[DATA EXCERPTS]:
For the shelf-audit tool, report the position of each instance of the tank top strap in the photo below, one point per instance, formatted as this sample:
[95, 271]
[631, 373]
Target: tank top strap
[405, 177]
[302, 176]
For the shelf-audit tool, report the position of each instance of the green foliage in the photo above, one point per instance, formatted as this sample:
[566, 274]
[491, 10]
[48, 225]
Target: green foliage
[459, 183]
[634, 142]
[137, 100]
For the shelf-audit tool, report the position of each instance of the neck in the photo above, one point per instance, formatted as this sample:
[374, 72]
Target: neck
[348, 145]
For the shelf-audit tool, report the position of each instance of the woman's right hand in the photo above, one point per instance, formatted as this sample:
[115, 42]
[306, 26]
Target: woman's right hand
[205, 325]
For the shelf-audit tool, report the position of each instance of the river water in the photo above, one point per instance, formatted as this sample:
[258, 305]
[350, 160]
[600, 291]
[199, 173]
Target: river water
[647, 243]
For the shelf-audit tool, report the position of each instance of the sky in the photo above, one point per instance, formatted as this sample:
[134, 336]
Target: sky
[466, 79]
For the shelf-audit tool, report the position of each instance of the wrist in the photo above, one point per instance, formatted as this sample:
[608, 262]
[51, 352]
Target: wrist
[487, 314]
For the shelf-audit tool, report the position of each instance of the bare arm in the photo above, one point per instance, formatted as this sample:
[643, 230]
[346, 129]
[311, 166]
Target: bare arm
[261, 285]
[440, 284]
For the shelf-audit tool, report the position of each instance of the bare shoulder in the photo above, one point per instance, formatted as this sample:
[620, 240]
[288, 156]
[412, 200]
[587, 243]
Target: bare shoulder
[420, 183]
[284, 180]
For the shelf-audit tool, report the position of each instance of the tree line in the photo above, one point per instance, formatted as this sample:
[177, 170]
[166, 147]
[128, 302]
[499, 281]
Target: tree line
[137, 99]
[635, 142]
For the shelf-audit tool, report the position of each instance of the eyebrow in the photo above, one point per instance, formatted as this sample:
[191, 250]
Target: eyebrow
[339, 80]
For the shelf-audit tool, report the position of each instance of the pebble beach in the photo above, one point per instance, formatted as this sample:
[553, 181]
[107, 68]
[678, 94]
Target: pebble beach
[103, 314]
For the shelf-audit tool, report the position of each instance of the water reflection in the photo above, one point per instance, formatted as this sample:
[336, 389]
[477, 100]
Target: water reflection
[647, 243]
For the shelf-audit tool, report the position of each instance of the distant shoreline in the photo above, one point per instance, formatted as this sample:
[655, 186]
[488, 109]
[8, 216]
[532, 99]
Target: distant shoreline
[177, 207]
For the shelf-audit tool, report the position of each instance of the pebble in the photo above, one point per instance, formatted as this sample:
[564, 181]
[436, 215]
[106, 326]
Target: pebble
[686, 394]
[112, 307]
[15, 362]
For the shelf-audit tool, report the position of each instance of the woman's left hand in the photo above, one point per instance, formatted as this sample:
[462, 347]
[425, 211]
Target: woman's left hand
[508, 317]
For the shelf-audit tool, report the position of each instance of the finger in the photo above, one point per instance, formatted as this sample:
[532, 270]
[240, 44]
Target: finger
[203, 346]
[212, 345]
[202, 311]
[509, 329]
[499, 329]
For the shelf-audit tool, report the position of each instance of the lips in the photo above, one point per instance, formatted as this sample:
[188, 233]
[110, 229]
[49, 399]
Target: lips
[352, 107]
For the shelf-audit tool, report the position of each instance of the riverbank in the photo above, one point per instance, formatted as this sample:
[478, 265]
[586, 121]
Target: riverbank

[TASK REQUIREMENTS]:
Keeping each line intact, set down the entire listing once more.

[ANSWER SPACE]:
For the shelf-audit tool, report the position of each instance of the tank top strap in the photo below, one point per instance, formatted as this sample:
[95, 271]
[631, 373]
Target: tank top strap
[405, 177]
[302, 176]
For the shelf-audit tool, report the position of each instance of the green foliage in the photo above, one point per instance, formatted as this sample:
[566, 274]
[491, 10]
[48, 225]
Target: green foliage
[459, 183]
[634, 142]
[137, 100]
For the shelf-audit tool, report the position of each instance of the neck in the photo above, one point per instance, formatted as this sample:
[374, 72]
Target: neck
[348, 145]
For the shelf-audit tool, report the position of each instance of the woman's right hand in the photo above, one point per instance, formatted as this sample:
[115, 42]
[306, 26]
Target: woman's right hand
[205, 325]
For the shelf-audit tool, report the position of each instance of the river water in the photo above, one point per instance, formatted as this sample:
[258, 305]
[350, 160]
[600, 291]
[199, 173]
Target: river water
[647, 243]
For the shelf-audit tool, report the position of each instance of the sky in the photo above, one point per instance, formatted as this sample:
[134, 336]
Target: sky
[466, 79]
For the shelf-audit tool, report the position of each instance of the wrist in the photo above, one point per instance, formatted as this sample:
[608, 262]
[51, 352]
Target: wrist
[487, 314]
For the shelf-audit tool, report the position of each instance of the bare arm in the photo above, one point per instance, formatted as this sample:
[643, 230]
[346, 129]
[311, 166]
Target: bare arm
[261, 285]
[440, 284]
For the shelf-audit tool, report the position of each instance of the bare shoulder in the photo above, one point per instance, formatted as this sample:
[620, 240]
[288, 156]
[412, 200]
[587, 243]
Target: bare shoulder
[420, 183]
[284, 180]
For the shelf-audit tool, report the position of each instance of the tree line in the photo above, one point per instance, formatted as this sample:
[177, 170]
[166, 147]
[128, 302]
[499, 281]
Target: tree line
[137, 99]
[635, 142]
For the shelf-audit tool, report the position of each instance of the eyebrow in the photo above, one point per instance, formatted as this sample:
[191, 250]
Target: eyebrow
[339, 80]
For the shelf-audit tool, report the position of each instance of the pebble beach in the photo above, one point per instance, formatted as this sample:
[553, 181]
[107, 68]
[678, 94]
Target: pebble beach
[103, 314]
For the shelf-audit tool, report the position of each instance of the water reflection in the photo above, one point per instance, formatted as this sample:
[336, 389]
[477, 100]
Target: water reflection
[647, 243]
For the shelf-audit tool, report the position of each instance of the distant shoreline in the photo above, one point per instance, formatted as this sample:
[655, 186]
[488, 109]
[8, 216]
[532, 99]
Target: distant shoreline
[177, 207]
For the shelf-audit tool, report the position of each instance of the pebble in the photo above, one point per instance, formatted as this sample:
[564, 181]
[436, 215]
[106, 326]
Target: pebble
[686, 394]
[112, 307]
[15, 362]
For the shelf-audit tool, report the position of each instance of the woman's left hand in the photo above, one point per instance, formatted as this sample:
[462, 347]
[425, 211]
Target: woman's left hand
[508, 317]
For the shelf-audit tool, report the position of each instance of the finger in the photo above, one point per instance, formatted as this sample:
[532, 270]
[240, 44]
Target: finger
[203, 346]
[212, 345]
[202, 311]
[509, 329]
[499, 329]
For the shelf-audit tool, report the position of each instance of the lips in the photo above, one point per instance, formatted as this sample:
[188, 233]
[110, 229]
[49, 399]
Target: lips
[352, 107]
For the shelf-audit tool, report the position of each instance of the riverbank in the photo above, one point per instance, formatted as this sample:
[478, 265]
[586, 121]
Target: riverbank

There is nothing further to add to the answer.